• **Task 1**: In the album page, what delayed the record's release by several months?
• **Task 2**: From the album page, copy the passage word for word, beginning at "Brian Eno chronology" and stopping after "by several months.".
____ Source text
Studio album by Brian Eno–David Byrne
- Released: February 25, 1981
- Recorded: 1979–1980
- Studios: R.P.M., New York City; Blue Rock, New York City; Eldorado Recording, Burbank, California; Different Fur, San Francisco, California; Sigma Sound, New York City;
- Genres: Avant-funk; worldbeat; sampledelia; funk rock; experimental rock; Afro rock;
- Length: 39:40
- Languages: English, Arabic
- Labels: Sire; E.G.;
- Producers: Brian Eno; David Byrne;

Brian Eno and David Byrne chronology
|  | My Life in the Bush of Ghosts (1981) | Everything That Happens Will Happen Today (2008) |

David Byrne chronology
|  | My Life in the Bush of Ghosts (1981) | The Catherine Wheel (1981) |

Brian Eno chronology
| Ambient 3: Day of Radiance (1980) | My Life in the Bush of Ghosts (1981) | Ambient 4: On Land (1982) |

2006 reissue cover

Singles from My Life in the Bush of Ghosts
- "The Jezebel Spirit" Released: 29 May 1981;

= My Life in the Bush of Ghosts (album) =

1981 album by Brian Eno and David Byrne

My Life in the Bush of Ghosts is the first collaborative studio album by musicians Brian Eno and David Byrne, released on February 25, 1981. It was Byrne's first album without his band Talking Heads. The album integrates sampled vocals and found sounds, African and Middle Eastern rhythms, and electronic music techniques. It was recorded before Eno and Byrne's work on Talking Heads' fourth studio album Remain in Light (1980), but problems clearing samples delayed its release by several months.
________
____ Information given
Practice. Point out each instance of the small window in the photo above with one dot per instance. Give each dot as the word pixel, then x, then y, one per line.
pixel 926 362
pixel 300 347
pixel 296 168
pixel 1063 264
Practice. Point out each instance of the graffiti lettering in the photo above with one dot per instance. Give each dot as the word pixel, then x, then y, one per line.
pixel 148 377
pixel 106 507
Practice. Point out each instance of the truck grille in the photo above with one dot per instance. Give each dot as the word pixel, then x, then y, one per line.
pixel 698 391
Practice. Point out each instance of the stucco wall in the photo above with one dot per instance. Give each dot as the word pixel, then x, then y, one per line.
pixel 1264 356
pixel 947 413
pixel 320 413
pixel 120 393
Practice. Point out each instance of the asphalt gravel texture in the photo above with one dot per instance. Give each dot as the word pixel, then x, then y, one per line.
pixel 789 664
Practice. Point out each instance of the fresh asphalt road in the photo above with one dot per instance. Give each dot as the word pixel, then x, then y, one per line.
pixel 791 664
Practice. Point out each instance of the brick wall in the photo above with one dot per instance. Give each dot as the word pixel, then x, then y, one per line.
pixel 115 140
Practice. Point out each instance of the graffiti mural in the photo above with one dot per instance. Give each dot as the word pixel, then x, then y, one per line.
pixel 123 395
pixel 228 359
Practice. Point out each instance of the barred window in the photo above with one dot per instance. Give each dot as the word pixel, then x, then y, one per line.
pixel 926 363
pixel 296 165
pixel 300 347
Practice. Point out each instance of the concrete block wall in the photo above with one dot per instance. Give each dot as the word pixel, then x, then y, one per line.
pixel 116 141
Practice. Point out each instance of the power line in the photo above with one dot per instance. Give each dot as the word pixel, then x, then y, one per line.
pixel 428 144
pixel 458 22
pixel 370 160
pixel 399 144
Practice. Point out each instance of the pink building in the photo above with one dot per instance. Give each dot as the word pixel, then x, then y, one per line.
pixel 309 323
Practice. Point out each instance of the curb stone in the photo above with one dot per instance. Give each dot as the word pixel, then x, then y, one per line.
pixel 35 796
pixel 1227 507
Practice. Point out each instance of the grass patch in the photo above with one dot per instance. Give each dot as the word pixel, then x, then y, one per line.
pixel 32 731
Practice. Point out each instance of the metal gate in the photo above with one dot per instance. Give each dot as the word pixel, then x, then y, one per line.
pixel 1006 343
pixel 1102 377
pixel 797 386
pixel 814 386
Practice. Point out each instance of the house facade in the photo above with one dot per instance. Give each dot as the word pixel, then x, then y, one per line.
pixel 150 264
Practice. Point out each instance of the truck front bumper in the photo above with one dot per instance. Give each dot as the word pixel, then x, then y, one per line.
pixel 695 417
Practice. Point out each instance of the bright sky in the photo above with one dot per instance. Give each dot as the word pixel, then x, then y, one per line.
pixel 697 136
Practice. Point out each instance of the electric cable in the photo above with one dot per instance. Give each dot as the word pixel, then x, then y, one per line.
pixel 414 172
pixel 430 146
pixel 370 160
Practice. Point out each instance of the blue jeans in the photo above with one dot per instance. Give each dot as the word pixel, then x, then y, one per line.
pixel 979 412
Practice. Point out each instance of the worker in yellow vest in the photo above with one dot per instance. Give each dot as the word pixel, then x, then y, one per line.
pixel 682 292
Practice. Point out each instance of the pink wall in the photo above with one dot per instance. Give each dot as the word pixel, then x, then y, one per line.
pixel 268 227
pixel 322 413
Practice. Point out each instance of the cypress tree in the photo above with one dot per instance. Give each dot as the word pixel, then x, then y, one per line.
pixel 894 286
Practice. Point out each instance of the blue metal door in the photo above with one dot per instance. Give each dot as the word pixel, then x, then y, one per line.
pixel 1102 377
________
• **Answer 1**: Problems clearing samples.

• **Answer 2**:
Brian Eno chronology
| Ambient 3: Day of Radiance (1980) | My Life in the Bush of Ghosts (1981) | Ambient 4: On Land (1982) |

2006 reissue cover

Singles from My Life in the Bush of Ghosts
- "The Jezebel Spirit" Released: 29 May 1981;

= My Life in the Bush of Ghosts (album) =

1981 album by Brian Eno and David Byrne

My Life in the Bush of Ghosts is the first collaborative studio album by musicians Brian Eno and David Byrne, released on February 25, 1981. It was Byrne's first album without his band Talking Heads. The album integrates sampled vocals and found sounds, African and Middle Eastern rhythms, and electronic music techniques. It was recorded before Eno and Byrne's work on Talking Heads' fourth studio album Remain in Light (1980), but problems clearing samples delayed its release by several months.